*** Opening of TASK INPUT ***

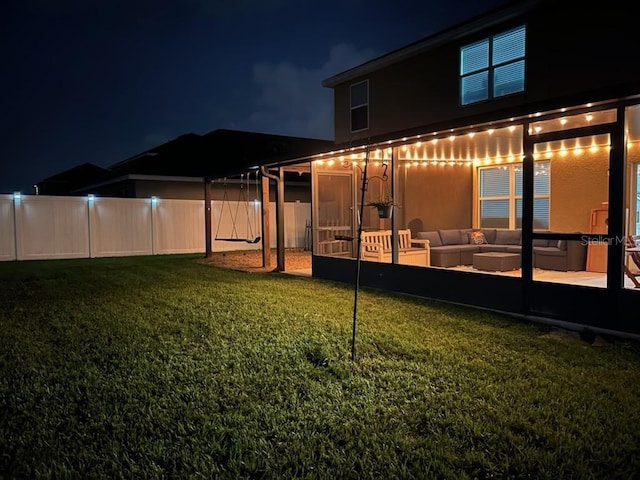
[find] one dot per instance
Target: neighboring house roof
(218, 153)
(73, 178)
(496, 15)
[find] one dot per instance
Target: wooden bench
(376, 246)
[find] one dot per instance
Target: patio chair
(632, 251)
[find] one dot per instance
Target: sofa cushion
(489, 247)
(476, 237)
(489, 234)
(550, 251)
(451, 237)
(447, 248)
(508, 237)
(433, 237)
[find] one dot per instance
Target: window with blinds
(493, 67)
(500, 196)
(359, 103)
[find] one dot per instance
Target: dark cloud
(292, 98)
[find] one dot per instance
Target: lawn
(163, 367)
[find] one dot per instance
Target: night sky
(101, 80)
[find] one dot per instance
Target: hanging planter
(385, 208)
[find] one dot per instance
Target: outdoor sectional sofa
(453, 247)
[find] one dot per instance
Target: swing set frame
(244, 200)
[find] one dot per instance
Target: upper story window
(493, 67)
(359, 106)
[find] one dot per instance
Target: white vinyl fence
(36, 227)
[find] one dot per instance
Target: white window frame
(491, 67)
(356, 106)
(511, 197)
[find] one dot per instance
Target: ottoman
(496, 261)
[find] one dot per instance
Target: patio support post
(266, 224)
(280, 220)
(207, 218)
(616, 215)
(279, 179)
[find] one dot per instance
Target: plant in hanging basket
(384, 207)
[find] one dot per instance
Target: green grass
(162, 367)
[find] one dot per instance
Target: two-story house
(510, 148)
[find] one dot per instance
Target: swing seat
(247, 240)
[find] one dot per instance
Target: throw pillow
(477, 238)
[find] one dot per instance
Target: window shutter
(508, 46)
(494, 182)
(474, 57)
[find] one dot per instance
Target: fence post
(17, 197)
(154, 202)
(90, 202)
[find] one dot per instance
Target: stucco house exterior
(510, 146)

*** Close of TASK INPUT ***
*** Opening of TASK INPUT ***

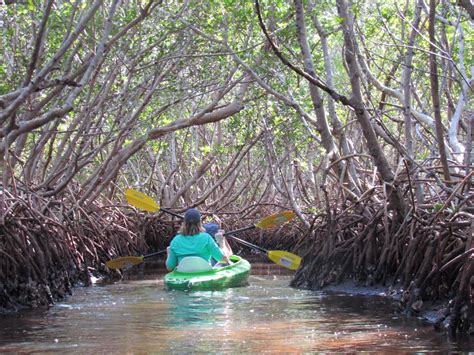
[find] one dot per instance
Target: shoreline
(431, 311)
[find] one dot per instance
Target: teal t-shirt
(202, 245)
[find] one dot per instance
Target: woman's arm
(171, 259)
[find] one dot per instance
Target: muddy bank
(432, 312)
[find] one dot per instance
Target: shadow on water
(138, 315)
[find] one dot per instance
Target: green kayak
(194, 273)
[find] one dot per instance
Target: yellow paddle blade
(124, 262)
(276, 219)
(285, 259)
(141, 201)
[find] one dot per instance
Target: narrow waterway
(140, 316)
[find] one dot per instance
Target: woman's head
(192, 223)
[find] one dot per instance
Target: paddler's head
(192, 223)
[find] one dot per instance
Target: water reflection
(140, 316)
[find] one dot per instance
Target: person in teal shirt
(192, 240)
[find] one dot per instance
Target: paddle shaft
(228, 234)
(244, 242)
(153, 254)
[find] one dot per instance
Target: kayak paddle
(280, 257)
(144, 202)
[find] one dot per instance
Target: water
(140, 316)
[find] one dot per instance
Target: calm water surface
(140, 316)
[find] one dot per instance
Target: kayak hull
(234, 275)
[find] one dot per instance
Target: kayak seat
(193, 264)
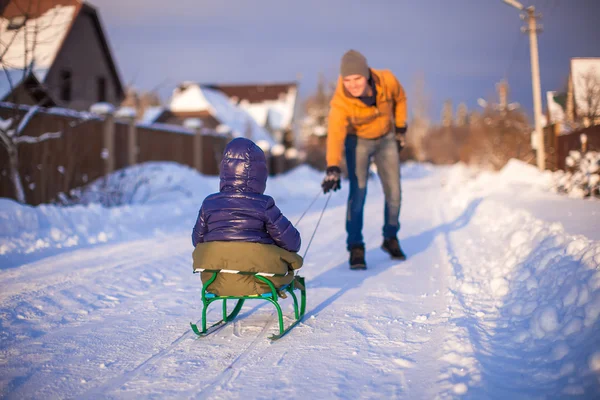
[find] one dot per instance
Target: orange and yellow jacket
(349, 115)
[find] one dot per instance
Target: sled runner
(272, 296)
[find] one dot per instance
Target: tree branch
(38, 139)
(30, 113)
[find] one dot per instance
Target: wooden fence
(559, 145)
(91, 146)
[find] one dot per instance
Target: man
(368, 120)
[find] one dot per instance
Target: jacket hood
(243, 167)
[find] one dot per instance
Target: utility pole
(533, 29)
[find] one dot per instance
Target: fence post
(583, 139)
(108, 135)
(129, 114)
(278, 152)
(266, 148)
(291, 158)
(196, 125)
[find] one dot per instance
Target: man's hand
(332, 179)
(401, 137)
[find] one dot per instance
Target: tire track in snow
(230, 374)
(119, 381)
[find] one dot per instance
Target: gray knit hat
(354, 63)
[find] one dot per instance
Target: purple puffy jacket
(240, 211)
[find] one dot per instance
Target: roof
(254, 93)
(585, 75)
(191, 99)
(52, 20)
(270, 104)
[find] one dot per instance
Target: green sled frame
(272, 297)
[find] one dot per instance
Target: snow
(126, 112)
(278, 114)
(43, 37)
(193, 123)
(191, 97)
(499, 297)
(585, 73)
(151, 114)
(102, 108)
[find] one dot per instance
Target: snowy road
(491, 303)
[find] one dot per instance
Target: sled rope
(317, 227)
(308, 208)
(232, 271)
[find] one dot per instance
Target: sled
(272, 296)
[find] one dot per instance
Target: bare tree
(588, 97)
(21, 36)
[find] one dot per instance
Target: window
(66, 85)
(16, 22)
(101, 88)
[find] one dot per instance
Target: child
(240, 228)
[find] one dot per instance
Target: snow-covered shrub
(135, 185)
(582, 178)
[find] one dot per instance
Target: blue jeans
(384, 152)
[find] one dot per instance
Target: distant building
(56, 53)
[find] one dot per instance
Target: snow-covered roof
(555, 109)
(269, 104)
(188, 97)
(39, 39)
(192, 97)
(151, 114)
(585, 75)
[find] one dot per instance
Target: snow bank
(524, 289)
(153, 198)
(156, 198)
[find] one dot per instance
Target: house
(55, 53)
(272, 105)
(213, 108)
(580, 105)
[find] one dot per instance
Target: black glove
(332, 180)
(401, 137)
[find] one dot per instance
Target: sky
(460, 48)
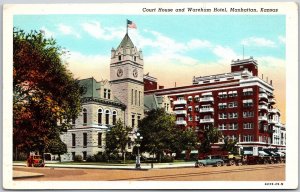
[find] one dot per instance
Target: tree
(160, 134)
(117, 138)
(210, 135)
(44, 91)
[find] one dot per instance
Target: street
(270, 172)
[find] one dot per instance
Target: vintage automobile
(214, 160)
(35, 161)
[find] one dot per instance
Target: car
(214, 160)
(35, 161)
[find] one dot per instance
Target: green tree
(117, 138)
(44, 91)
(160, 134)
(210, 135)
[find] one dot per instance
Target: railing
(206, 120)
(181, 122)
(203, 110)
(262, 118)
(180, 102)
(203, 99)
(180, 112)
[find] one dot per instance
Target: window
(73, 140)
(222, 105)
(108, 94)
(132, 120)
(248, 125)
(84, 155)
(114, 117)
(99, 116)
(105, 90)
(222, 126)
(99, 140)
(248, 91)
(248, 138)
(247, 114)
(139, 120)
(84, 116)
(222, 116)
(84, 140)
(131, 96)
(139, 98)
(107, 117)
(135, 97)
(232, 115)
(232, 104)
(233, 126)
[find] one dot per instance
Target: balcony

*** Close of TASK INPUT ***

Using the records above, print exactly the lines between the ones containing "Target: snow-covered shrub" and "Target: balcony", inclusive, and nothing else; no pictures.

Target: snow-covered shrub
(135, 185)
(582, 178)
[find] one dot per instance
Target: blue jeans
(384, 152)
[find] one dot per instance
Target: distant building
(56, 53)
[find] one dot per instance
Target: snow-covered roof
(555, 109)
(269, 104)
(188, 97)
(39, 39)
(192, 97)
(151, 114)
(585, 75)
[find] one dot per instance
Target: snow bank
(524, 289)
(153, 198)
(156, 198)
[find] one dot per instance
Target: house
(55, 53)
(272, 105)
(213, 108)
(580, 105)
[find] one dot per instance
Target: black glove
(332, 180)
(401, 137)
[find] one dot per instance
Target: sky
(460, 48)
[find] one dot per instance
Target: tree
(160, 134)
(117, 138)
(210, 135)
(44, 91)
[find] one dot per instance
Target: street
(270, 172)
[find] one dot per instance
Target: vintage automobile
(214, 160)
(35, 161)
[find] one dot per instance
Target: car
(214, 160)
(35, 161)
[find] one dot per instance
Target: green tree
(117, 138)
(44, 91)
(160, 134)
(210, 135)
[find] one dot per instance
Target: railing
(206, 120)
(181, 122)
(203, 110)
(262, 118)
(180, 102)
(203, 99)
(180, 112)
[find] one dot per instance
Target: window
(73, 140)
(222, 105)
(108, 94)
(132, 120)
(248, 125)
(84, 155)
(114, 117)
(99, 116)
(105, 90)
(222, 126)
(99, 140)
(248, 91)
(248, 138)
(247, 114)
(139, 120)
(84, 116)
(222, 116)
(84, 140)
(131, 96)
(139, 98)
(107, 117)
(135, 97)
(232, 115)
(232, 104)
(233, 126)
[find] one dot per instance
Target: balcony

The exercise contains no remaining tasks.